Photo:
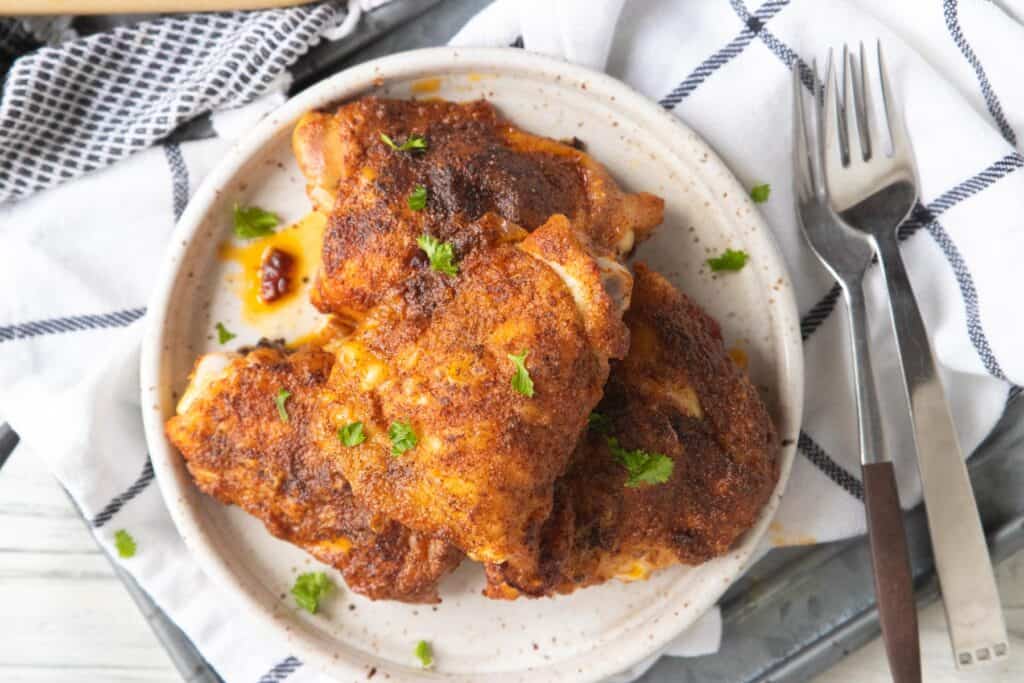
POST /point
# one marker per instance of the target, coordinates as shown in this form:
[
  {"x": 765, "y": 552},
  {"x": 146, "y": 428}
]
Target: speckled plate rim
[{"x": 171, "y": 474}]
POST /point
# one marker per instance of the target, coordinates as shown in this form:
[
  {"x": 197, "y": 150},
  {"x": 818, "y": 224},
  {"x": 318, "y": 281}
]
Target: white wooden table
[{"x": 66, "y": 617}]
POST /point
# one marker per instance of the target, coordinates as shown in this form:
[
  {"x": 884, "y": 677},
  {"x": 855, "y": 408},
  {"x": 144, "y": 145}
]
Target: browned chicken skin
[
  {"x": 676, "y": 393},
  {"x": 474, "y": 163},
  {"x": 437, "y": 359},
  {"x": 240, "y": 451},
  {"x": 538, "y": 227}
]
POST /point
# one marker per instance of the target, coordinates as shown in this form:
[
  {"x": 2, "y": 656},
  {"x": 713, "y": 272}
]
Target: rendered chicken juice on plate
[{"x": 502, "y": 388}]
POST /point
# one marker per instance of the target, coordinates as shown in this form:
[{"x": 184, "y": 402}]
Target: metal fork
[
  {"x": 875, "y": 193},
  {"x": 847, "y": 254}
]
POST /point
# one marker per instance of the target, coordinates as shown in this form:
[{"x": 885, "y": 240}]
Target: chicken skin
[
  {"x": 241, "y": 451},
  {"x": 476, "y": 271},
  {"x": 677, "y": 393},
  {"x": 469, "y": 162},
  {"x": 435, "y": 361}
]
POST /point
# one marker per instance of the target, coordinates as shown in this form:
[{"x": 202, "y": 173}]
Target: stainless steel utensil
[
  {"x": 875, "y": 193},
  {"x": 847, "y": 255}
]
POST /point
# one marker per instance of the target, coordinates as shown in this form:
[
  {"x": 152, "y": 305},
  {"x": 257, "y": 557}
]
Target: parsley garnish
[
  {"x": 598, "y": 422},
  {"x": 279, "y": 400},
  {"x": 251, "y": 221},
  {"x": 309, "y": 589},
  {"x": 424, "y": 653},
  {"x": 413, "y": 143},
  {"x": 729, "y": 260},
  {"x": 352, "y": 434},
  {"x": 441, "y": 254},
  {"x": 402, "y": 437},
  {"x": 521, "y": 381},
  {"x": 418, "y": 200},
  {"x": 125, "y": 544},
  {"x": 643, "y": 467},
  {"x": 223, "y": 335}
]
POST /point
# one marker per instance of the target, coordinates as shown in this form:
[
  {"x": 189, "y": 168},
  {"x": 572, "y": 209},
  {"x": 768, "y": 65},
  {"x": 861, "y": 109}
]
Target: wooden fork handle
[{"x": 893, "y": 581}]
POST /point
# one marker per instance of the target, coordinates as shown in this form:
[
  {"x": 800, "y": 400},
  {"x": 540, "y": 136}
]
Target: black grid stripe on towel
[{"x": 73, "y": 109}]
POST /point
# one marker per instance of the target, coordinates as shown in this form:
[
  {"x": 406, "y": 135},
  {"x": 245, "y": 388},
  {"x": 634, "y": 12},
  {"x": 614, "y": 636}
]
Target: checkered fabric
[{"x": 69, "y": 110}]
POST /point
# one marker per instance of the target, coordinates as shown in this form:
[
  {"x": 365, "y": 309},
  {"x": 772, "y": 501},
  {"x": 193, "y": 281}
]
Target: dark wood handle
[{"x": 893, "y": 581}]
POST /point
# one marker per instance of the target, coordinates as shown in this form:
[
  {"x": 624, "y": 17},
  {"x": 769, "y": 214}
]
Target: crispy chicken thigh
[
  {"x": 474, "y": 163},
  {"x": 676, "y": 393},
  {"x": 436, "y": 358},
  {"x": 240, "y": 451}
]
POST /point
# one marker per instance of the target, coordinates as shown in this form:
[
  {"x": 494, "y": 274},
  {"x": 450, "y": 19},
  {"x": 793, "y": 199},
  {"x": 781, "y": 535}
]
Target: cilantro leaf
[
  {"x": 418, "y": 200},
  {"x": 309, "y": 589},
  {"x": 223, "y": 335},
  {"x": 124, "y": 543},
  {"x": 424, "y": 653},
  {"x": 598, "y": 422},
  {"x": 414, "y": 142},
  {"x": 643, "y": 467},
  {"x": 441, "y": 254},
  {"x": 251, "y": 221},
  {"x": 729, "y": 260},
  {"x": 402, "y": 437},
  {"x": 521, "y": 381},
  {"x": 279, "y": 400},
  {"x": 352, "y": 434}
]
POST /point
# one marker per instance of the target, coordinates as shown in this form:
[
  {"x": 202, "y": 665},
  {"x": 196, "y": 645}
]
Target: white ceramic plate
[{"x": 587, "y": 636}]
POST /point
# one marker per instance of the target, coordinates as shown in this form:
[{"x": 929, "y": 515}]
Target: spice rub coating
[
  {"x": 241, "y": 451},
  {"x": 677, "y": 393},
  {"x": 474, "y": 163},
  {"x": 485, "y": 459}
]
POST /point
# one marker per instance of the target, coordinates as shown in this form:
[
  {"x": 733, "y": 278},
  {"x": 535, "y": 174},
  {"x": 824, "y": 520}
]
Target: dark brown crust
[
  {"x": 725, "y": 458},
  {"x": 475, "y": 164},
  {"x": 482, "y": 473},
  {"x": 240, "y": 452}
]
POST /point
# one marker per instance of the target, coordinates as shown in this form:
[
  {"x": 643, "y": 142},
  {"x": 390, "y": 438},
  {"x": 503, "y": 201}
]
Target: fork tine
[
  {"x": 894, "y": 117},
  {"x": 862, "y": 104},
  {"x": 802, "y": 163},
  {"x": 843, "y": 108},
  {"x": 828, "y": 152}
]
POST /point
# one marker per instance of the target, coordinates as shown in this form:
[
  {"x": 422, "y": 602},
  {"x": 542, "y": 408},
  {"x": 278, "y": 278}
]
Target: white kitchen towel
[{"x": 79, "y": 259}]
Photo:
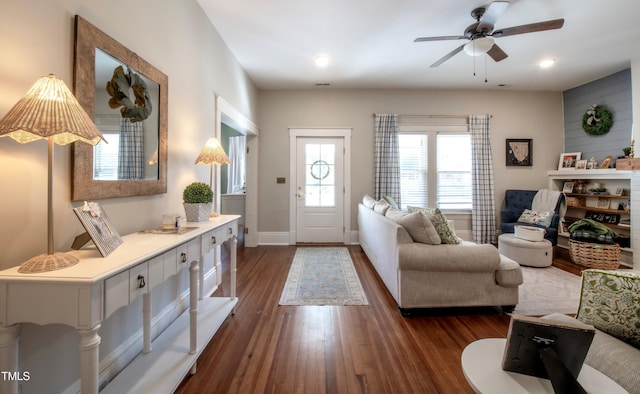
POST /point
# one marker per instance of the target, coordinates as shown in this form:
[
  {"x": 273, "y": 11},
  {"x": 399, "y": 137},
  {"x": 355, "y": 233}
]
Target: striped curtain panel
[
  {"x": 387, "y": 157},
  {"x": 483, "y": 215},
  {"x": 130, "y": 158}
]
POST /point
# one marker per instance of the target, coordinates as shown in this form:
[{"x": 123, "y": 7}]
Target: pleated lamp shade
[
  {"x": 213, "y": 153},
  {"x": 49, "y": 109}
]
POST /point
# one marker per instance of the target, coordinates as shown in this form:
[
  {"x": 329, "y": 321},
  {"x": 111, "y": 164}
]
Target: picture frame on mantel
[
  {"x": 519, "y": 152},
  {"x": 568, "y": 160}
]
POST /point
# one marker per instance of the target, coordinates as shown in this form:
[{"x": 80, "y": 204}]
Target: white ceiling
[{"x": 370, "y": 42}]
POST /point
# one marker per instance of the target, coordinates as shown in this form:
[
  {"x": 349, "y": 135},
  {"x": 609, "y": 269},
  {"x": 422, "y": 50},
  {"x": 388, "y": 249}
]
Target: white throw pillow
[{"x": 417, "y": 225}]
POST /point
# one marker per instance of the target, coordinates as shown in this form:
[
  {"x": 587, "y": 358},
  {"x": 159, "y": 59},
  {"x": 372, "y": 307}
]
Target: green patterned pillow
[
  {"x": 610, "y": 301},
  {"x": 439, "y": 221}
]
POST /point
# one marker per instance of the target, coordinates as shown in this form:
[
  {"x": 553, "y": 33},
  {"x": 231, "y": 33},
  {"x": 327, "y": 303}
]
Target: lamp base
[{"x": 47, "y": 262}]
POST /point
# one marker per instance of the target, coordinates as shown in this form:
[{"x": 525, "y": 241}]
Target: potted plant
[{"x": 197, "y": 199}]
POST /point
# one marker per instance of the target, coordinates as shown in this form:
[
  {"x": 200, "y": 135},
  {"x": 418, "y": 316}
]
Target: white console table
[{"x": 84, "y": 295}]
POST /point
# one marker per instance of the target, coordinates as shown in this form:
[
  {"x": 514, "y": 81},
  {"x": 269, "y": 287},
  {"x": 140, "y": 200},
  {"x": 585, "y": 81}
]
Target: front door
[{"x": 319, "y": 189}]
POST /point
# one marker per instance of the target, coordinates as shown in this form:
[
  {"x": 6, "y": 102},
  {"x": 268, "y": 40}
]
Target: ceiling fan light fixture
[
  {"x": 478, "y": 46},
  {"x": 322, "y": 60},
  {"x": 546, "y": 63}
]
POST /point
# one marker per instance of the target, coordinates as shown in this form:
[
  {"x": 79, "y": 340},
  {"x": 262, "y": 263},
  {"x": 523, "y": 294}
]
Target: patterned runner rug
[
  {"x": 548, "y": 290},
  {"x": 322, "y": 276}
]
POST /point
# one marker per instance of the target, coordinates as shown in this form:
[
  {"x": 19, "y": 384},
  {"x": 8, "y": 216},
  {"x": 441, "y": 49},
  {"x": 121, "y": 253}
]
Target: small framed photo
[
  {"x": 519, "y": 152},
  {"x": 568, "y": 160},
  {"x": 568, "y": 187},
  {"x": 606, "y": 162},
  {"x": 602, "y": 203},
  {"x": 99, "y": 228}
]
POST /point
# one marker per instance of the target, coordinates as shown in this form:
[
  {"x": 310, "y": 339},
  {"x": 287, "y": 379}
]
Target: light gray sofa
[
  {"x": 420, "y": 275},
  {"x": 610, "y": 301}
]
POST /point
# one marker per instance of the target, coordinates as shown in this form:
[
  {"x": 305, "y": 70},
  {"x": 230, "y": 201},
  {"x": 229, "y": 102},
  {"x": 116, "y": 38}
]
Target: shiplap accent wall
[{"x": 613, "y": 92}]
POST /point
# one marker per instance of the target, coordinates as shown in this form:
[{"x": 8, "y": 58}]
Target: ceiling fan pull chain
[{"x": 485, "y": 68}]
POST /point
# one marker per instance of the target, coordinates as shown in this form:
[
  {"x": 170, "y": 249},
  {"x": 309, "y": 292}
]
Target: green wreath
[
  {"x": 119, "y": 90},
  {"x": 597, "y": 120}
]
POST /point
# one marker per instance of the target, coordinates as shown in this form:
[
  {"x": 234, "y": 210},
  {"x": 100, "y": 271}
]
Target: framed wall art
[
  {"x": 519, "y": 152},
  {"x": 99, "y": 229}
]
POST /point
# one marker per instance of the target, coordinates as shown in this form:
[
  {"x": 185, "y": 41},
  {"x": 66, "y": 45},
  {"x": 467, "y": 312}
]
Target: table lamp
[
  {"x": 49, "y": 110},
  {"x": 213, "y": 153}
]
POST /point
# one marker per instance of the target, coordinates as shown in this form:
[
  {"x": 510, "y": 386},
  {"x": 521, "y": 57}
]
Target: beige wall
[
  {"x": 536, "y": 115},
  {"x": 36, "y": 38}
]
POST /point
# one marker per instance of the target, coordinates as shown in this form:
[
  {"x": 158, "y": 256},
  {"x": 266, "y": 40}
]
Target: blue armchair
[{"x": 515, "y": 202}]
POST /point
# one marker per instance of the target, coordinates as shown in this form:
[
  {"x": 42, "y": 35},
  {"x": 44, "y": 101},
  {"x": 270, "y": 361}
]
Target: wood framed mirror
[{"x": 134, "y": 162}]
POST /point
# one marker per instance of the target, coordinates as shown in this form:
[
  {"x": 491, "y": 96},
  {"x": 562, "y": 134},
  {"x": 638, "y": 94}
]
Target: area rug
[
  {"x": 548, "y": 290},
  {"x": 322, "y": 276}
]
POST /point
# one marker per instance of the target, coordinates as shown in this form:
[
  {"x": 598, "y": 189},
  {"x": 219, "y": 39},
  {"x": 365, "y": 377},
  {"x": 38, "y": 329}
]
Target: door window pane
[{"x": 320, "y": 187}]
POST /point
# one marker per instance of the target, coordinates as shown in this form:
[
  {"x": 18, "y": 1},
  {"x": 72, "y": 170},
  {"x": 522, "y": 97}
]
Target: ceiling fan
[{"x": 481, "y": 34}]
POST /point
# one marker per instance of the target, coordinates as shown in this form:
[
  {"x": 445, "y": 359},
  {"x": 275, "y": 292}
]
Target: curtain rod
[{"x": 434, "y": 116}]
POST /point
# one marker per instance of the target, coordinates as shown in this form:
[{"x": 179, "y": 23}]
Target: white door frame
[
  {"x": 345, "y": 134},
  {"x": 226, "y": 113}
]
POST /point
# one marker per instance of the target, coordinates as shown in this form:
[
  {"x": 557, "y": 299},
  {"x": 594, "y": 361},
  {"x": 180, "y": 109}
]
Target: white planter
[{"x": 197, "y": 212}]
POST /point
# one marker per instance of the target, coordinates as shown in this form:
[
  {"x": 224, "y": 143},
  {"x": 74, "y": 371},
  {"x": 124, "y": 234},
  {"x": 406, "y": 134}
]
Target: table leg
[
  {"x": 201, "y": 279},
  {"x": 233, "y": 269},
  {"x": 193, "y": 306},
  {"x": 146, "y": 321},
  {"x": 9, "y": 352},
  {"x": 89, "y": 347}
]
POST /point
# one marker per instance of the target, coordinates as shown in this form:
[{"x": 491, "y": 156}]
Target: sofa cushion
[
  {"x": 381, "y": 207},
  {"x": 610, "y": 301},
  {"x": 534, "y": 217},
  {"x": 391, "y": 201},
  {"x": 416, "y": 224},
  {"x": 464, "y": 257},
  {"x": 368, "y": 201},
  {"x": 439, "y": 221},
  {"x": 509, "y": 273}
]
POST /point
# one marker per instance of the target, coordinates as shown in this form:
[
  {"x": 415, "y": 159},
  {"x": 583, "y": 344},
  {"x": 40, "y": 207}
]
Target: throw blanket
[{"x": 546, "y": 200}]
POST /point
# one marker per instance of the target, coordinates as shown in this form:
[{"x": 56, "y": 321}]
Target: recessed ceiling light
[
  {"x": 546, "y": 63},
  {"x": 322, "y": 60}
]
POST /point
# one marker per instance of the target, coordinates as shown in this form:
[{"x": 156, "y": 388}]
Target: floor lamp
[
  {"x": 213, "y": 153},
  {"x": 49, "y": 111}
]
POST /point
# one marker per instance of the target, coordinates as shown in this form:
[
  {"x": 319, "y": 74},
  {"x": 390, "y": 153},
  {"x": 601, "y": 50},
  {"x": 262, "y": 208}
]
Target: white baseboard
[
  {"x": 282, "y": 238},
  {"x": 273, "y": 238}
]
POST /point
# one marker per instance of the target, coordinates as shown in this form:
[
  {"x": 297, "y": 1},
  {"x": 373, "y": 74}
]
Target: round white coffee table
[{"x": 482, "y": 367}]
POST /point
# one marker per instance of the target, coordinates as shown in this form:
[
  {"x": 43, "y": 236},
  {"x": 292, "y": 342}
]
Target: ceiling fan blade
[
  {"x": 491, "y": 15},
  {"x": 497, "y": 53},
  {"x": 447, "y": 56},
  {"x": 530, "y": 28},
  {"x": 442, "y": 38}
]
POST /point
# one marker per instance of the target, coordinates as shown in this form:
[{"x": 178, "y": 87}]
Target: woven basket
[{"x": 592, "y": 255}]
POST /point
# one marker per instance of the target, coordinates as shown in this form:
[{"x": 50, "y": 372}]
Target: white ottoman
[{"x": 532, "y": 254}]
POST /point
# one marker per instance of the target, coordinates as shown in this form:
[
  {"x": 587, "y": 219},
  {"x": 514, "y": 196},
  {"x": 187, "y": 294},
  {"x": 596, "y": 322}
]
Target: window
[
  {"x": 448, "y": 184},
  {"x": 105, "y": 157}
]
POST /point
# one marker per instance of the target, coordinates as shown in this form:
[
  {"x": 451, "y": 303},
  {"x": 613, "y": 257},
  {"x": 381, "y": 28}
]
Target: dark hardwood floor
[{"x": 267, "y": 348}]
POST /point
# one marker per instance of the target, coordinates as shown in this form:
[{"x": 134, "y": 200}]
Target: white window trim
[{"x": 432, "y": 131}]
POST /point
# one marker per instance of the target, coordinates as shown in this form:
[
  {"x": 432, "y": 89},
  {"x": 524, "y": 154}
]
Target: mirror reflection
[
  {"x": 132, "y": 163},
  {"x": 132, "y": 135}
]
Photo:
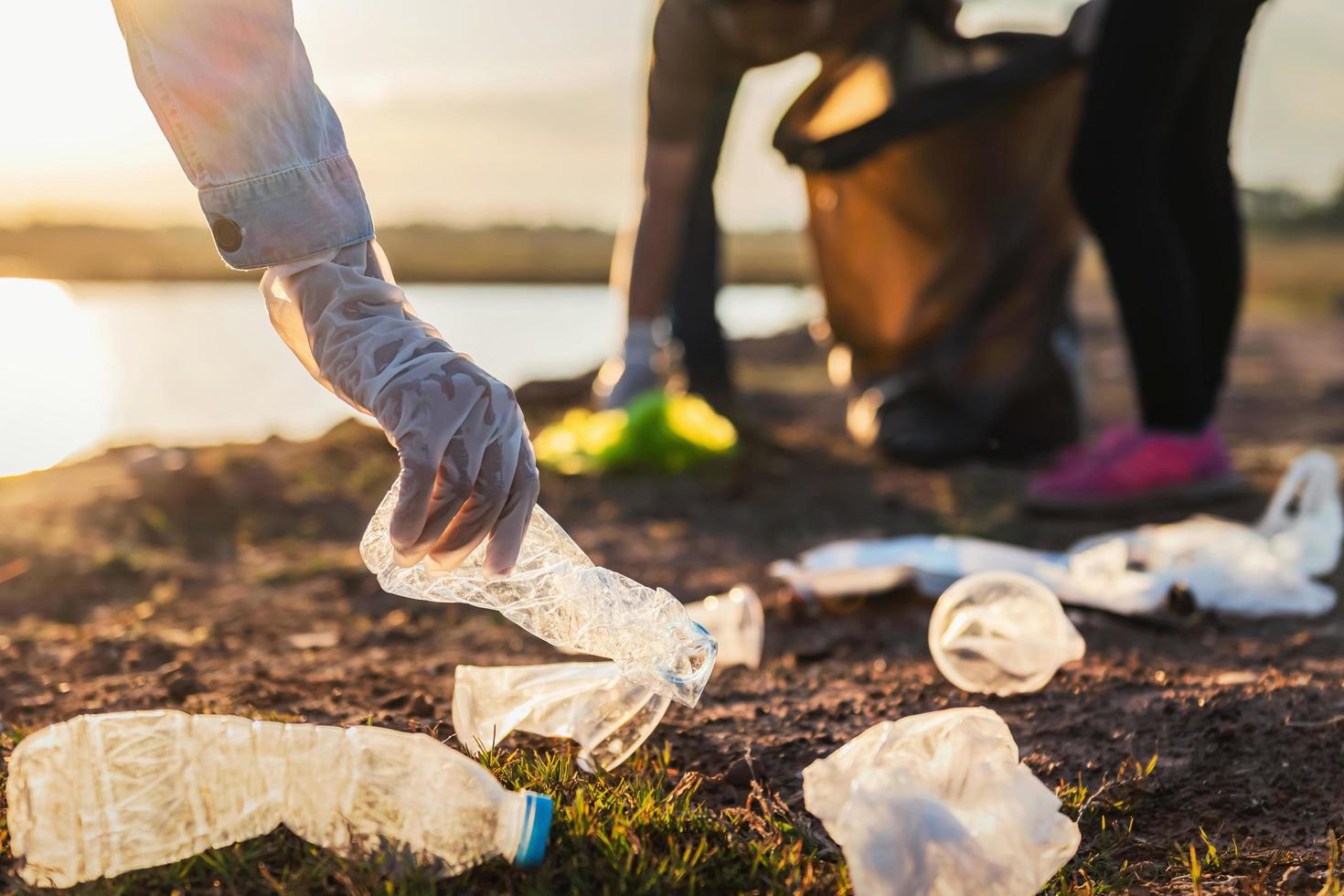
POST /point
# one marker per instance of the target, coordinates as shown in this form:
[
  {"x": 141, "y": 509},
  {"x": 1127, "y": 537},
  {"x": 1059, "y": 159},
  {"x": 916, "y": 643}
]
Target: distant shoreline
[
  {"x": 1284, "y": 263},
  {"x": 420, "y": 252}
]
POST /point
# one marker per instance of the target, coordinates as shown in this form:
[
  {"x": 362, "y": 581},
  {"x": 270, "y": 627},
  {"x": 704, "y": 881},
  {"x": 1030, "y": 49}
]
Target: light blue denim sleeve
[{"x": 231, "y": 88}]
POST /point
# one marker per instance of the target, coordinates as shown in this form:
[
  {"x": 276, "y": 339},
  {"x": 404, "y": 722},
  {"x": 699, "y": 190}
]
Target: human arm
[{"x": 230, "y": 85}]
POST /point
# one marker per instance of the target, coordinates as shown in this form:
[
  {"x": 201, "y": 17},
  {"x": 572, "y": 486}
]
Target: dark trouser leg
[
  {"x": 1149, "y": 58},
  {"x": 1203, "y": 195},
  {"x": 699, "y": 275}
]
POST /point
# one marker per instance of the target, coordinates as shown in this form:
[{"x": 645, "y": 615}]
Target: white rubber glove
[
  {"x": 468, "y": 470},
  {"x": 638, "y": 369}
]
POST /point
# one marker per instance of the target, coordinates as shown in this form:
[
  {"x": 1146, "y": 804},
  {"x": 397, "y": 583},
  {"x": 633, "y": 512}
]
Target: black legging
[
  {"x": 695, "y": 325},
  {"x": 1151, "y": 175}
]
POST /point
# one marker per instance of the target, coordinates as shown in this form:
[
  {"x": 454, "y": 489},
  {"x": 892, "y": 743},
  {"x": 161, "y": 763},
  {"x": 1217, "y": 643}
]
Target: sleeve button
[{"x": 229, "y": 235}]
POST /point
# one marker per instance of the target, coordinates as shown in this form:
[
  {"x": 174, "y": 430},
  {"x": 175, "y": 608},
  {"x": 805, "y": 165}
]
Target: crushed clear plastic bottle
[
  {"x": 1298, "y": 532},
  {"x": 737, "y": 624},
  {"x": 589, "y": 703},
  {"x": 103, "y": 795},
  {"x": 558, "y": 594},
  {"x": 938, "y": 805},
  {"x": 1001, "y": 633}
]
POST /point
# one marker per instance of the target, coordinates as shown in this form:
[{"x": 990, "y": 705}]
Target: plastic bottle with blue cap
[{"x": 103, "y": 795}]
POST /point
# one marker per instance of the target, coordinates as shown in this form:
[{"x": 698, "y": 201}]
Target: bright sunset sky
[{"x": 483, "y": 111}]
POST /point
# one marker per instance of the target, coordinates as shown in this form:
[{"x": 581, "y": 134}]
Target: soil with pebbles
[{"x": 228, "y": 579}]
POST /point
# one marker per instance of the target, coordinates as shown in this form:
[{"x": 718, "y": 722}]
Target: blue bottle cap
[{"x": 537, "y": 829}]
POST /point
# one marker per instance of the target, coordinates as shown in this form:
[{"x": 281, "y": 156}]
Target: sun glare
[{"x": 53, "y": 378}]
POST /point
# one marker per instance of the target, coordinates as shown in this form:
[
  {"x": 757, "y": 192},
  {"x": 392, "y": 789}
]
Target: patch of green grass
[
  {"x": 638, "y": 830},
  {"x": 1105, "y": 816}
]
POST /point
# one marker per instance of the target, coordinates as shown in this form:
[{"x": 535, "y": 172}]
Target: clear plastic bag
[
  {"x": 589, "y": 703},
  {"x": 100, "y": 795},
  {"x": 1253, "y": 571},
  {"x": 737, "y": 624},
  {"x": 560, "y": 597},
  {"x": 1001, "y": 633},
  {"x": 938, "y": 804}
]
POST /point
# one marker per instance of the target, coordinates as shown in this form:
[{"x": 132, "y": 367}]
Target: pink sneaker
[{"x": 1126, "y": 469}]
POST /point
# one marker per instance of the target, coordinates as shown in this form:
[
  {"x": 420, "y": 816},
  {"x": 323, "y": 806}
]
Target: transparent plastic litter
[
  {"x": 560, "y": 595},
  {"x": 933, "y": 561},
  {"x": 1253, "y": 571},
  {"x": 938, "y": 805},
  {"x": 1001, "y": 633},
  {"x": 589, "y": 703},
  {"x": 1300, "y": 531},
  {"x": 737, "y": 624},
  {"x": 103, "y": 795}
]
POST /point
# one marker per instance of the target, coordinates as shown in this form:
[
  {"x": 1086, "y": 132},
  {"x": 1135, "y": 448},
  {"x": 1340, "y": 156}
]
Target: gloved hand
[
  {"x": 640, "y": 368},
  {"x": 468, "y": 469}
]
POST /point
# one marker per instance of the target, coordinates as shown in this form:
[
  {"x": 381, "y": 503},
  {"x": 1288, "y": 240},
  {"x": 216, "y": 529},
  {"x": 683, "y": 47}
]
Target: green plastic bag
[{"x": 659, "y": 432}]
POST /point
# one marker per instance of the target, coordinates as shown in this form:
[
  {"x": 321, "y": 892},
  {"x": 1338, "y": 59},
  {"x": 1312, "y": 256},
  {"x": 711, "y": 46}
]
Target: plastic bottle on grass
##############################
Gather each line of the records above that contains the word "blue", and copy those lines out in full.

» **THE OUTPUT**:
Target: blue armchair
Target: light blue denim sleeve
Target: plastic bottle with blue cap
Target: blue bottle cap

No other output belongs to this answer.